Work to complete:
Rewrite all the lines below, putting "trolley" wherever "shopping cart" appears and leaving everything else unchanged.

Task material:
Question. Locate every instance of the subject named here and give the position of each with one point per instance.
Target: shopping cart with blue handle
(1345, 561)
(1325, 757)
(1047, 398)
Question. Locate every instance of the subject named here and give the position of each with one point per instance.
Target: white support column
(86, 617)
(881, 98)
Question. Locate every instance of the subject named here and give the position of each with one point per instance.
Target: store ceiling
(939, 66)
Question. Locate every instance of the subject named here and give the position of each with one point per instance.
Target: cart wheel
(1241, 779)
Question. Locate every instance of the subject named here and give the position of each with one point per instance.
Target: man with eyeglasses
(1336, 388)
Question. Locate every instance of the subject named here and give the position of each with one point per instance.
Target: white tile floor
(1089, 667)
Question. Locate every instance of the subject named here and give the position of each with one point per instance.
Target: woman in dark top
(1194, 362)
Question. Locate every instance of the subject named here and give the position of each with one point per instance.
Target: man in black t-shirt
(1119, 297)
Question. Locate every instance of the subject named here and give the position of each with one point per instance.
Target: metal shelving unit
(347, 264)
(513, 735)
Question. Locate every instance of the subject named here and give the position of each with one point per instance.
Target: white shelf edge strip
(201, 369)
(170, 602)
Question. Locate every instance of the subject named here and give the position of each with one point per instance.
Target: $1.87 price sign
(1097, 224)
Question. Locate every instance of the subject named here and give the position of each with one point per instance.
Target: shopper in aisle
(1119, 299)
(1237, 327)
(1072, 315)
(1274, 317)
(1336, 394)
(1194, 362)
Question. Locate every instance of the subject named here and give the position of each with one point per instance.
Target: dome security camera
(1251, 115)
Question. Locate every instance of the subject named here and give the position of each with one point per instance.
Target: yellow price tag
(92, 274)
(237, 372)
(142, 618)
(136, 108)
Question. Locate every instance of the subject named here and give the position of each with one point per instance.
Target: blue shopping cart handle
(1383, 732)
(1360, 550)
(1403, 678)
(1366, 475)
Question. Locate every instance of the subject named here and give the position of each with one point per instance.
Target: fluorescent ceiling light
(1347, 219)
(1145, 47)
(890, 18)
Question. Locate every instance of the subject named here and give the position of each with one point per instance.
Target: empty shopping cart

Output for this task:
Question. Locate every instance of the subject named here and give the position of each with one point per instance.
Target: trolley with blue handle
(1345, 561)
(1325, 757)
(1047, 398)
Question. Locate every instance of the subject named here and give the position of each with one point per instance.
Target: white support column
(86, 617)
(881, 98)
Question. Locate every instance of the subject named here and give the position of each with one point per instance.
Target: store ceiling
(939, 66)
Question. Locate every instance of the subject named here and give the position of each with one point per instance.
Target: cart wheel
(1241, 779)
Question. Locate every instance of the subject named here and give the position of each with one point per instance.
Target: man with eyeglasses
(1336, 388)
Question. Locate every instance of the subject named here and give the position of each with one point per instance.
Target: white tile floor
(1089, 667)
Question. Locate every instance of the subject named here and give the position of each with one point per instance.
Target: woman in dark top
(1194, 362)
Question. Locate every instance of the subject named here and give the position of each with one point per instance.
Target: man in black t-shirt
(1119, 297)
Question. Locate every instance of the subject named here and give the position of each with one point per instance.
Target: metal shelving unit
(347, 264)
(513, 735)
Question. Locate every instance of the subject named here and give the position of each with one point per instance.
Target: white shelf edge strip
(201, 369)
(170, 602)
Question. Locate every instance of the subject named here and give the position of each with one point per instance.
Target: $1.87 price sign
(1097, 224)
Question. Locate every instance of the subject named here and give the position of each with one point per instance.
Target: shopper in aisle
(1119, 299)
(1237, 327)
(1072, 315)
(1274, 317)
(1336, 394)
(1194, 362)
Question. Locate every instance of the subject named here and give the position of each with one point per instance.
Target: dome security camera
(1251, 115)
Question. Locate every instance of the subject named here and give the position of each with one point per instance.
Target: yellow price tag
(92, 274)
(237, 372)
(142, 618)
(136, 108)
Question. Locate every instance of the subject named here and give the position of each with one point per instance.
Target: blue trolley handle
(1383, 732)
(1360, 550)
(1403, 678)
(1366, 475)
Question. Locate every instance of the subject named here and give the position of each with one point per instance.
Target: fluorescent ceiling light
(1347, 219)
(1145, 47)
(890, 18)
Question. Locate every instance of the subject named here and give the position of each with one point per instance.
Target: empty trolley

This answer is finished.